**TASK BRIEF**
Drop the pictures from the entries below, then reproduce the rest exactly.

--------------------

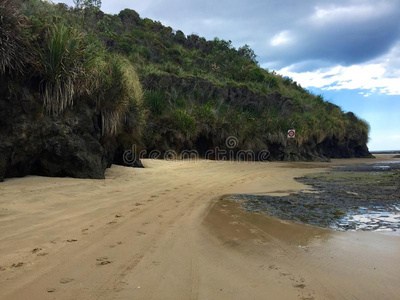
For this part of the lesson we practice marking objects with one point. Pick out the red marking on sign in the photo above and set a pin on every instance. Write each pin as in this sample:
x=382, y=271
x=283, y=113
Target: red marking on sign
x=291, y=133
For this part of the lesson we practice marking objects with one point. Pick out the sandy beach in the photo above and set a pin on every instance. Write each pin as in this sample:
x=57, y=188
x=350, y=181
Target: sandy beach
x=168, y=232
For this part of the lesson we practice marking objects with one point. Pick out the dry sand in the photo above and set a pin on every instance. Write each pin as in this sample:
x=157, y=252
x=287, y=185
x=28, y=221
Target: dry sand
x=164, y=232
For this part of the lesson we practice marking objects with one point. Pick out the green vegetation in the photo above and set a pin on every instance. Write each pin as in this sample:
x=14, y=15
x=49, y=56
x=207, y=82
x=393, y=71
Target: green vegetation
x=81, y=55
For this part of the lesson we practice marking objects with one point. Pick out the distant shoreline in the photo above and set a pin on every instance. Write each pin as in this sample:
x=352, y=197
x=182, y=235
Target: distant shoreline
x=386, y=152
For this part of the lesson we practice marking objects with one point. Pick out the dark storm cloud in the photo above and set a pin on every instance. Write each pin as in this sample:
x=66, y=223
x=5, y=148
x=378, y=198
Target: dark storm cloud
x=307, y=33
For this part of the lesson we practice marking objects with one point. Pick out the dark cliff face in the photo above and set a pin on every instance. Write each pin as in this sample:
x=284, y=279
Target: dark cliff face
x=35, y=143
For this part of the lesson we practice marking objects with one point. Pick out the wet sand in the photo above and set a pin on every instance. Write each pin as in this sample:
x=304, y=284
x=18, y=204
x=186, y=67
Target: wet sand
x=167, y=232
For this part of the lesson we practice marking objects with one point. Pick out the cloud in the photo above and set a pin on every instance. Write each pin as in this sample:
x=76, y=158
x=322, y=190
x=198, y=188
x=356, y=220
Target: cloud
x=281, y=38
x=381, y=75
x=335, y=44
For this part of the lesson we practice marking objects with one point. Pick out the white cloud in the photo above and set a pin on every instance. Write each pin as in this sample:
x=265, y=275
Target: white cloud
x=281, y=38
x=334, y=13
x=377, y=76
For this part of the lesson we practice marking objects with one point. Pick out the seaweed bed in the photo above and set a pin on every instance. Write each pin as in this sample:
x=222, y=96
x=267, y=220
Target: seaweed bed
x=360, y=197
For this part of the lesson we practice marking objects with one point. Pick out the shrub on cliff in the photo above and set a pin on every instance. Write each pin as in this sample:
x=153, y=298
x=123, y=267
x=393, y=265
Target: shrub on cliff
x=14, y=43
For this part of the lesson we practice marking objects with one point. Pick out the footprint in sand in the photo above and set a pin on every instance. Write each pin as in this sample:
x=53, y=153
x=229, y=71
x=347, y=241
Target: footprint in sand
x=258, y=242
x=66, y=280
x=102, y=261
x=17, y=265
x=273, y=267
x=299, y=286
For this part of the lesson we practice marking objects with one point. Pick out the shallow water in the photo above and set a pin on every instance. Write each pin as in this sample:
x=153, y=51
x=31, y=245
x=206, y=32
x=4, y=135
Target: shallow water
x=375, y=219
x=363, y=197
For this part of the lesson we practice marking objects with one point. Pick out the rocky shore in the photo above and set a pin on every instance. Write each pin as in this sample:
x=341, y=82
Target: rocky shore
x=360, y=197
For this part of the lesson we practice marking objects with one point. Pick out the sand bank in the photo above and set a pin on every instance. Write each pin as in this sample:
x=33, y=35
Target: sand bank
x=164, y=233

--------------------

**WORKED SOLUTION**
For this part of the lesson we practice marking objects with one point. Pick out the red marking on sign in the photo above and set a pin on every instance. Write each pin as in this sample:
x=382, y=271
x=283, y=113
Target: red marking on sign
x=291, y=133
For this part of the lesson we practice marking objects with one point. Pick out the sandy beach in the photo above and set a pin on every instance. Write each pin as in this sample:
x=57, y=188
x=350, y=181
Target: sandy beach
x=168, y=232
For this part of the lesson we practice marking objects with one point. Pick out the dry sand in the photo above and set a pin on every instance. Write each pin as in this sample:
x=157, y=252
x=287, y=185
x=28, y=221
Target: dry sand
x=164, y=232
For this part of the lesson we practice marking objects with one point. Pick out the green vegetation in the photo above and set a pin on every instance. Write each pin as in this sample:
x=14, y=15
x=49, y=56
x=207, y=82
x=393, y=71
Target: green vegetation
x=81, y=55
For this part of the lesson we practice marking objects with one point. Pick out the distant shoreline in the photo above and set a pin on every instance. Write each pin as in this sample:
x=352, y=197
x=182, y=235
Target: distant shoreline
x=386, y=152
For this part of the lesson we practice marking objects with one point. Pick out the dark storm cloud in the photo above and set a pin on every instance. Write each pin as in this sample:
x=66, y=223
x=5, y=148
x=378, y=198
Target: dark storm cloud
x=307, y=33
For this part of the lesson we practice marking objects with one point. Pick out the dark cliff face in the photo above and set a pin on every instance. Write each pin as in this sample:
x=284, y=279
Target: dark cliff face
x=35, y=143
For this part of the lesson we practice marking objects with one point. Pick out the wet sand in the photo above and set a pin on every instance. Write each pin as in this sample:
x=304, y=284
x=18, y=204
x=186, y=67
Target: wet sand
x=167, y=232
For this part of the lesson we practice marking objects with one point. Pick out the cloud in the photo above and set a pin on every instance. Write each pin as in this sample:
x=76, y=158
x=322, y=190
x=198, y=188
x=356, y=220
Target: cloud
x=281, y=38
x=381, y=75
x=335, y=44
For this part of the lesson we practice marking objects with one point. Pick out the white cloud in the photo above and set a pin on every instance. Write each pin as in this sample:
x=265, y=275
Target: white cloud
x=281, y=38
x=334, y=13
x=377, y=76
For this part of the lesson we practice marking objects with one point. Pick out the seaweed bed in the photo above and set a pin on every instance. Write each pin as in this sample:
x=222, y=96
x=267, y=220
Target: seaweed bed
x=360, y=197
For this part of the lesson we practice marking objects with one point. Pick out the shrub on cliff in the photo above and set a pin on every instance. Write each pin as in this sample:
x=153, y=298
x=123, y=267
x=393, y=265
Target: shrub on cliff
x=14, y=43
For this part of the lesson we practice marking objects with one point. Pick out the footprint in sand in the photo above and set a pin on every instance. Write each pin as in this sample:
x=53, y=153
x=229, y=71
x=347, y=241
Target: footprint in sand
x=258, y=242
x=66, y=280
x=102, y=261
x=17, y=265
x=273, y=267
x=299, y=286
For this part of the lesson we practice marking objects with one point. Pick out the shallow water in the photo above and set a pin on every instance. Write each pin as in this sample:
x=153, y=51
x=31, y=245
x=206, y=32
x=4, y=135
Target: shallow water
x=375, y=219
x=363, y=197
For this part of the lesson we practice marking objects with one point. Pick out the rocky shore in the photo above and set a pin on every instance. Write each pin as in this sample:
x=341, y=82
Target: rocky shore
x=360, y=197
For this part of the lesson we practice marking objects with one point. Pick out the sand bank in the photo above and set a pin on every instance. Write each pin as in this sample:
x=33, y=35
Target: sand bank
x=164, y=233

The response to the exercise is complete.